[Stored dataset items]

- - - - - - -

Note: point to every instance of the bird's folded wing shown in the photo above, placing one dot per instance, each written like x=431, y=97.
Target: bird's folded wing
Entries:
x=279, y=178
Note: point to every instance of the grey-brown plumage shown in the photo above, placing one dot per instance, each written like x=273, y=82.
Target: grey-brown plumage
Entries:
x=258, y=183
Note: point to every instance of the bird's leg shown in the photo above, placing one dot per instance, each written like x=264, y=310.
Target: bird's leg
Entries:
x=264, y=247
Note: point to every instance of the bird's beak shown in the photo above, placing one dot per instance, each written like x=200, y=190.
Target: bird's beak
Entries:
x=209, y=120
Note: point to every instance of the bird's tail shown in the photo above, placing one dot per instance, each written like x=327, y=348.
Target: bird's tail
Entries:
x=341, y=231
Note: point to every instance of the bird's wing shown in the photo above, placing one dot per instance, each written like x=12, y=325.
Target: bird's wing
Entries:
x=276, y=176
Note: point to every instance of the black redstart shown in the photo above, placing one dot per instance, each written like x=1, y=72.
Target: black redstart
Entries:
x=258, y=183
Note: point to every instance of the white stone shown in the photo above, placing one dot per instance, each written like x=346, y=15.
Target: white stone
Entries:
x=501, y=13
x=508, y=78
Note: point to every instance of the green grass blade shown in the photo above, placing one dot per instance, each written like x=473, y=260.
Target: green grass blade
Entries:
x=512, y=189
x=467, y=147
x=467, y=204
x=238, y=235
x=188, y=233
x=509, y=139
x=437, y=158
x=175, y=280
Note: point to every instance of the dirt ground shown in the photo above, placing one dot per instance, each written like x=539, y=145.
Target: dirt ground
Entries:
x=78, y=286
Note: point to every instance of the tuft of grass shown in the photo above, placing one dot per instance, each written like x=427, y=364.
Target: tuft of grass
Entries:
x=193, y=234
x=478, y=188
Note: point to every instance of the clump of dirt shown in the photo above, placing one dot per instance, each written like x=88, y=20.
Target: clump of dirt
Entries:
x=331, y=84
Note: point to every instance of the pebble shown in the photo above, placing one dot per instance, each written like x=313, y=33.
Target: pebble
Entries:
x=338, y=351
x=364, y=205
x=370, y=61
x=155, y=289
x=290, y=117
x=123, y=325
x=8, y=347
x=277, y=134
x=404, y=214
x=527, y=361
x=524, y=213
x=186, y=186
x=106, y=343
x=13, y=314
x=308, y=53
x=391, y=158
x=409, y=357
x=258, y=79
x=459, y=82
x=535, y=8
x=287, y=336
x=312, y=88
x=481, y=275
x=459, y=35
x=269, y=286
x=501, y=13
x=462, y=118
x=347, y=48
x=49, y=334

- - - - - - -

[Aim of the exercise]
For this exercise, set down all of the entries again word for word.

[Reply]
Note: point to every instance of the bird's folded wing shown in the photo above, placing one dot per instance, each written like x=431, y=97.
Target: bird's folded wing
Entries:
x=279, y=178
Note: point to every instance of the grey-brown plumage shown in the photo above, placing one dot per instance, each written like x=273, y=82.
Target: grey-brown plumage
Entries:
x=258, y=183
Note: point to every instance of the bird's leg shown in the photo above, placing one dot per instance, each written like x=264, y=310.
Target: bird's leg
Entries:
x=264, y=247
Note: point to every instance of the bird's beak shown in the photo above, placing one dot per instance, each written like x=200, y=190.
Target: bird's beak
Entries:
x=209, y=120
Note: point to every instance of the bird's tail shown in the photo above, placing one dot per instance, each written like x=327, y=348.
Target: bird's tail
Entries:
x=341, y=231
Note: point to every instance of the bird's wing shown in the photo above, placing one dot per instance, each written like x=12, y=325.
Target: bird's wing
Entries:
x=276, y=176
Note: point to every instance of the black redstart shown in the photo above, placing one dot per instance, each written like x=1, y=72.
Target: black redstart
Entries:
x=258, y=183
Note: point to every instance of the white stone shown in the photo above, placing one dot per instance, each written like x=346, y=15.
Target: white stone
Entries:
x=501, y=13
x=508, y=78
Note: point to every instance of the green grass blade shown in the photo above, placing one dot per instance, each written like x=473, y=260.
Target: green grass blade
Entries:
x=512, y=189
x=467, y=147
x=467, y=204
x=238, y=235
x=188, y=233
x=509, y=139
x=437, y=158
x=175, y=280
Note: point to every instance of the dirt ground shown in the photo above, placing one dot per instance, each written like x=539, y=145.
Target: dirt ground
Entries:
x=78, y=286
Note: point to every instance of the tuft of grass shown in the photo above, placing one dot per instance, each written like x=427, y=364.
Target: tuft of grass
Entries:
x=193, y=234
x=478, y=188
Note: point to every instance of the clump of dirt shown in the photo above, placing one dot per instance, each written like x=88, y=20.
Target: clump of dirt
Entries:
x=331, y=84
Note: point to every instance of the pebble shown in the photo above, placing one dot per instance, each written like x=313, y=33.
Target: pebble
Entries:
x=338, y=351
x=364, y=205
x=370, y=61
x=155, y=289
x=290, y=117
x=123, y=325
x=8, y=347
x=277, y=134
x=404, y=214
x=527, y=361
x=524, y=213
x=186, y=186
x=106, y=343
x=13, y=314
x=308, y=53
x=391, y=158
x=409, y=357
x=258, y=79
x=459, y=82
x=535, y=8
x=287, y=336
x=312, y=88
x=481, y=275
x=459, y=35
x=269, y=286
x=501, y=13
x=462, y=118
x=347, y=48
x=49, y=334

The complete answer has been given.